#### DOCUMENT EXTRACT
On Grounding and Mindfulness

Throughout my career I have been privileged to work with people of varying ages, presentations, histories and symptoms. A common theme for everyone has been the significance of grounding and mindfulness. Here are some thoughts of what grounding and mindfulness are, with some words of encouragement when it feels impossible and some specific ‘behaviorisms’ that I’ve found can make grounding more accessible to all.

WHAT IS GROUNDING?

Grounding is a set of simple strategies to detach from emotional pain (for example, drug cravings, self-harm impulses, anger, sadness). Distraction works by focusing outward on the external world rather than inward toward the self. You can also think of it as “distraction”, “centering”, “a safe place”, “looking outward”, or “healthy detachment”.

WHY DO GROUNDING?

When you are overwhelmed with emotional pain you need a way to detach so that you can gain control over your feelings and stay safe. As long as you are grounding, you cannot possibly use substances to hurt yourself! Grounding “anchors” you to present and to reality. Many people with PTSD, Bipolar Disorder and Substance Abuse issues struggle with either feeling too much (overwhelming emotions and memories) or too little (numbing and dissociation). In grounding you attain balance between the two – conscious of reality and able to tolerate it.

KEY IDEAS ABOUT EMOTIONAL PAIN

“No feeling is final” (Rilke) – No matter how miserable a feeling, it can change even if it feels like it never will. Pain is a feeling, it is not who you are – When you get caught up in it, you feel like you are your pain and that is all that exists. But it is only one part of your experience – the others are just hidden and can be found again through grounding and mindfulness.

GUIDELINES
Grounding and mindfulness can be done anytime, anywhere and no one needs to know. Use grounding when you are:
Faced with a trigger
Having a flashback
Dissociating
Having a substance craving
When your emotional pain goes above 6 (on a 1-10 scale)
Grounding puts healthy distance between you and these negative feelings.
TO PRACTICE GROUNDING:

Keep your eyes open, scan the room, and turn the light on to stay in touch with the present.
########
#### INFORMATION GIVEN
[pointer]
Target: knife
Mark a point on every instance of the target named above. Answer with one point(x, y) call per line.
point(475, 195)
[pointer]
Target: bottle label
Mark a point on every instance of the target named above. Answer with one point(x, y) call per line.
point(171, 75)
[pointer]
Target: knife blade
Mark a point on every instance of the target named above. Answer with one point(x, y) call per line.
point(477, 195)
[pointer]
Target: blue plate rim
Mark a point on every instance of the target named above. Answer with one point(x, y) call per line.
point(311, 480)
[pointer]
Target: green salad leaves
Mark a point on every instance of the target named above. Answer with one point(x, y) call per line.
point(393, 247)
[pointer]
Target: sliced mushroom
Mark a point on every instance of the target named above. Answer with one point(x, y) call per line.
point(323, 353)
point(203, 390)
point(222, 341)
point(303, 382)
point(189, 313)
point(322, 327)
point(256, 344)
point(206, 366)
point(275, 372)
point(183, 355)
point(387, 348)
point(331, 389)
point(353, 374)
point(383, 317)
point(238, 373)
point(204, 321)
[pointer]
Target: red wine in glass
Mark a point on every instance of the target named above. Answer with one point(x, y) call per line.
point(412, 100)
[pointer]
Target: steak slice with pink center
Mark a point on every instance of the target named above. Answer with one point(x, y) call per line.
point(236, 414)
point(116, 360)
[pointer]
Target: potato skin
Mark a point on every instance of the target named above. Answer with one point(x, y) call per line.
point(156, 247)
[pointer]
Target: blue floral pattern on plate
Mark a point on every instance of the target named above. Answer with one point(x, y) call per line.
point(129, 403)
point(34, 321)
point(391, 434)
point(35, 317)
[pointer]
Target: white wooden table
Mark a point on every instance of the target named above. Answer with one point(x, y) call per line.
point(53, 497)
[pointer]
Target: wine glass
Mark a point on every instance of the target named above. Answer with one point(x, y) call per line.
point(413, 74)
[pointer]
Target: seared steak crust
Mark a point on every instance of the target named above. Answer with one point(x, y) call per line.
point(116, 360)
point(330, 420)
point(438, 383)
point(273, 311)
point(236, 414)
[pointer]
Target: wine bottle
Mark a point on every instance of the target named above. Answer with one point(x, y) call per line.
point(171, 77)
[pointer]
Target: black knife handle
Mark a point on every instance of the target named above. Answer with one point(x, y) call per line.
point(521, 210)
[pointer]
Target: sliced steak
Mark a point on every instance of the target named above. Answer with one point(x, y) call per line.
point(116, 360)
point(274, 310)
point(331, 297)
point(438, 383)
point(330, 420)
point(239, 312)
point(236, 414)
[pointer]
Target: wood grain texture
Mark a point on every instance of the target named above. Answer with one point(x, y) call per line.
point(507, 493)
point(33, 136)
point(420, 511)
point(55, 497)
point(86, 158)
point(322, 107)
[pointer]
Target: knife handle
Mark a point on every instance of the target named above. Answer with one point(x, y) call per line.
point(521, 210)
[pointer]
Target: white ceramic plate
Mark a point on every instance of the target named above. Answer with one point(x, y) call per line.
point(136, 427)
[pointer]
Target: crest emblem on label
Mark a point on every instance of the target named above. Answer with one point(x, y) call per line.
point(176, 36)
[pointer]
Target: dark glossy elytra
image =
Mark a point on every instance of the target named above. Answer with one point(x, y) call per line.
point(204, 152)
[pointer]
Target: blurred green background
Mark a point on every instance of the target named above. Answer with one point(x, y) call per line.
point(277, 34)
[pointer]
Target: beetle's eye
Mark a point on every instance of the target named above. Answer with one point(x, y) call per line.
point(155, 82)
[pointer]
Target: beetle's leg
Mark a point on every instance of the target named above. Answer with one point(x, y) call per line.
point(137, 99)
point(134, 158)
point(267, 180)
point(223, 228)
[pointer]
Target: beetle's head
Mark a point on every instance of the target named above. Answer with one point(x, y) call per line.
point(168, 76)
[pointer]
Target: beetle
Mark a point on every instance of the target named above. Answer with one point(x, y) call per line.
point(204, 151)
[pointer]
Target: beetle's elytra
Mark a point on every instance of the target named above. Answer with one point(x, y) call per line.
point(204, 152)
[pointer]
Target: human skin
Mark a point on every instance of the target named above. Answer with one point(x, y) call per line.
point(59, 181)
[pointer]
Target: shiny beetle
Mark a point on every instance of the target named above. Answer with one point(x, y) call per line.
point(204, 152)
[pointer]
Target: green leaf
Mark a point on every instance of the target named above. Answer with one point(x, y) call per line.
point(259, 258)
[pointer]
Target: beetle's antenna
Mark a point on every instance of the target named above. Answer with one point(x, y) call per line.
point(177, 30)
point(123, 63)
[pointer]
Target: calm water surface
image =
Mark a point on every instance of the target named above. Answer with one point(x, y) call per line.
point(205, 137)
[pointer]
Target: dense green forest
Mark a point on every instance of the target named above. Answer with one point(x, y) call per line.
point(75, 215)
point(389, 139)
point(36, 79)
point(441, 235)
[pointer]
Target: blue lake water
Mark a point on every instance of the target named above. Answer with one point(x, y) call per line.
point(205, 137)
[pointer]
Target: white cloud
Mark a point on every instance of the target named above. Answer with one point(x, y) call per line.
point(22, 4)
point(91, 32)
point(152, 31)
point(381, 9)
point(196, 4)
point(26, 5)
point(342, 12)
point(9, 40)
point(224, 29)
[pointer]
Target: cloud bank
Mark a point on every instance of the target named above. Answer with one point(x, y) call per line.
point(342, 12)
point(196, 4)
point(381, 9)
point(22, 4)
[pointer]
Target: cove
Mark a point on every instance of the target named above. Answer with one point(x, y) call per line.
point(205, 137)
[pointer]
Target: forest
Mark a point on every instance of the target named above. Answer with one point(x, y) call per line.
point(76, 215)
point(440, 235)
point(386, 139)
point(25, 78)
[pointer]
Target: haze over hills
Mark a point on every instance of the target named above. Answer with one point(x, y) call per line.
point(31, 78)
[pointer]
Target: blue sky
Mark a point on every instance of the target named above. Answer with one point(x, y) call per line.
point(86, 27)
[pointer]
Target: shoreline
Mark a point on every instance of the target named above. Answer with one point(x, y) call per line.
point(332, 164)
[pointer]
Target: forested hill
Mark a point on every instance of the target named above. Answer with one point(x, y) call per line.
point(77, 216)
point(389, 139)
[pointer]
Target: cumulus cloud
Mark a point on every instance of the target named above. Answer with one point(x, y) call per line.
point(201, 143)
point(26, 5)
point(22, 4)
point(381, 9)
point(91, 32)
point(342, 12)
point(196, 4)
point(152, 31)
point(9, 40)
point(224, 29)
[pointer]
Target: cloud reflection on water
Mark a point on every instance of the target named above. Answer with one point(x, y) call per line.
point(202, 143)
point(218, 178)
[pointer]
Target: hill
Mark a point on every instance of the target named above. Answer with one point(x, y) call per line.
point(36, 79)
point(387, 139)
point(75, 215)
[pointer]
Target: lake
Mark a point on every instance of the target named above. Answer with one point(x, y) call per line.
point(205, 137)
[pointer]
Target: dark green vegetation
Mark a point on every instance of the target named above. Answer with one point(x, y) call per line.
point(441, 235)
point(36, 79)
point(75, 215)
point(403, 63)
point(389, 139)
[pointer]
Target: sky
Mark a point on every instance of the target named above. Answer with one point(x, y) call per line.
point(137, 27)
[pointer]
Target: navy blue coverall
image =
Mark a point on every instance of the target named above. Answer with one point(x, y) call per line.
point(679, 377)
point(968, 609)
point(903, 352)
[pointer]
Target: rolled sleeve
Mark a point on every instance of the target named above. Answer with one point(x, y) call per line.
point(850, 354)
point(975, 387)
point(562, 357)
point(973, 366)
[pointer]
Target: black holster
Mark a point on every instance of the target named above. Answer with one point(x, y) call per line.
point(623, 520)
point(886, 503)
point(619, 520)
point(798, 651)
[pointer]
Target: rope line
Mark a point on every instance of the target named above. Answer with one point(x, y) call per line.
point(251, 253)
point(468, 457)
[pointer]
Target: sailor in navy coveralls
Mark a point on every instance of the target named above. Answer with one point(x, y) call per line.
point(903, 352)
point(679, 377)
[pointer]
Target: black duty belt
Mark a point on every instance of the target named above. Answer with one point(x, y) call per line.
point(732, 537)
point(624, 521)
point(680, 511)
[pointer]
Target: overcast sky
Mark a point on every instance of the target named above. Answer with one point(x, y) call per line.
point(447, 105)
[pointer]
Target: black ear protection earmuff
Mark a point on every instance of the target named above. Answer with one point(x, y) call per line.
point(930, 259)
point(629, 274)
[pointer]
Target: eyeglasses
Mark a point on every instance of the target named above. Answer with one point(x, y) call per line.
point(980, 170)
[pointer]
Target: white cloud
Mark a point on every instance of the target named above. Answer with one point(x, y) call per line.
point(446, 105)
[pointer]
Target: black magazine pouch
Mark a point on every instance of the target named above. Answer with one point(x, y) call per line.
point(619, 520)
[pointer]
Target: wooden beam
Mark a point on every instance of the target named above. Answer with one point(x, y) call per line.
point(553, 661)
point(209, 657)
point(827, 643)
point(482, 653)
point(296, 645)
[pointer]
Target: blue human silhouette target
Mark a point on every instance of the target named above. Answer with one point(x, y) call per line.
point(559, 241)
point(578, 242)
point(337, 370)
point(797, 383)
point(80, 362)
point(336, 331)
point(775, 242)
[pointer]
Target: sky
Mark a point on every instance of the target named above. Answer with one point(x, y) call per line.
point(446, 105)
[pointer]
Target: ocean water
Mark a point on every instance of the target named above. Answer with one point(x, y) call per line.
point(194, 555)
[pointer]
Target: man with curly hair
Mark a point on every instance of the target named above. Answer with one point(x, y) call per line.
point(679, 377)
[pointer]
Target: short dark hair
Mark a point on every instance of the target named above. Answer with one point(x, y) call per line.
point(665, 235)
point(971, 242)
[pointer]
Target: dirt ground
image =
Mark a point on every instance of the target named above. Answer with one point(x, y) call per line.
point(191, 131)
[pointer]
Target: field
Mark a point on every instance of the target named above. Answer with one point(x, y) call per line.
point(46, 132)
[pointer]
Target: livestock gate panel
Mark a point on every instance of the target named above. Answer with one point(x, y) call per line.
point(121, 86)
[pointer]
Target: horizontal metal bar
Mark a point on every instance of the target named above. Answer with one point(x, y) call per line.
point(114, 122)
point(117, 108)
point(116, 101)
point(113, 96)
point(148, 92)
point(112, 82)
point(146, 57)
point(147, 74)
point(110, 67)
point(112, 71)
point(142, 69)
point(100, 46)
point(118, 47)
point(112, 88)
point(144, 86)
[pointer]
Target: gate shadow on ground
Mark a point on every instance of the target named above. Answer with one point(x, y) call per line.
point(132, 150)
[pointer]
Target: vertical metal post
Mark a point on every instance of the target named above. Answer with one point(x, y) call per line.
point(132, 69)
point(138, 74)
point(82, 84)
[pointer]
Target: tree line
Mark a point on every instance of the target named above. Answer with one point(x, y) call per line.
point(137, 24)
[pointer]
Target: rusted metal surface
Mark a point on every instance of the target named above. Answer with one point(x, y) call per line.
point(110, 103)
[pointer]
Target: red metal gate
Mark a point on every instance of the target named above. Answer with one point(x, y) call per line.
########
# WHAT TO DO:
List every other name that the piece on grounding and mindfulness offers for grounding. None of the rows is needed.

# RESULT OF THIS TASK:
- distraction
- centering
- a safe place
- looking outward
- healthy detachment